* **Records provided**
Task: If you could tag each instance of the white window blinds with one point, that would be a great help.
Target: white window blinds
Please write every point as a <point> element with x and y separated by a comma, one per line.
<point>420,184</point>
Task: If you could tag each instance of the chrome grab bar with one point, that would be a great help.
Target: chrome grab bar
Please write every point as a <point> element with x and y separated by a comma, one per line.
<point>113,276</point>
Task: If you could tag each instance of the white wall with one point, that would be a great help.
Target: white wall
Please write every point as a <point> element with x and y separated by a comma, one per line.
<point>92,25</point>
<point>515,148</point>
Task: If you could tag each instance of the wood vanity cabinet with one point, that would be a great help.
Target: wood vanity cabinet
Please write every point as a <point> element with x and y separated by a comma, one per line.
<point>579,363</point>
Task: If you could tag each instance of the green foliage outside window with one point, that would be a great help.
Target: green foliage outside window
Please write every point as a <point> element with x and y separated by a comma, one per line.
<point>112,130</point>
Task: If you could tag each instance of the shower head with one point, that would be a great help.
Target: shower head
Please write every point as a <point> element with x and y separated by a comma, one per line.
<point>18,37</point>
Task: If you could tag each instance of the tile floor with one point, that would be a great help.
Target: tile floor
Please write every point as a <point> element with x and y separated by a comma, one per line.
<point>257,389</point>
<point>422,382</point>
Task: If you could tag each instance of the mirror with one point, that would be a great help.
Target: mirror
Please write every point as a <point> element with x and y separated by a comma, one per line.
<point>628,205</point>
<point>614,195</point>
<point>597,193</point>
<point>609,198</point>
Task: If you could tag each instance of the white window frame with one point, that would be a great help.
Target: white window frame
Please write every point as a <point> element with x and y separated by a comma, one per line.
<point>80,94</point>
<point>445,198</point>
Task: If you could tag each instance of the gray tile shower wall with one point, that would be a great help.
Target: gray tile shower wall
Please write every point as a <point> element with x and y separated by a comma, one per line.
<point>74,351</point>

* **Exercise**
What you copy should begin at the line with "Target: gray tile shower wall" and end at the final line of the listing, each line exactly as it is.

* **Reply**
Target: gray tile shower wall
Please write every point as a <point> element with x and y separated by a comma, one per line.
<point>74,351</point>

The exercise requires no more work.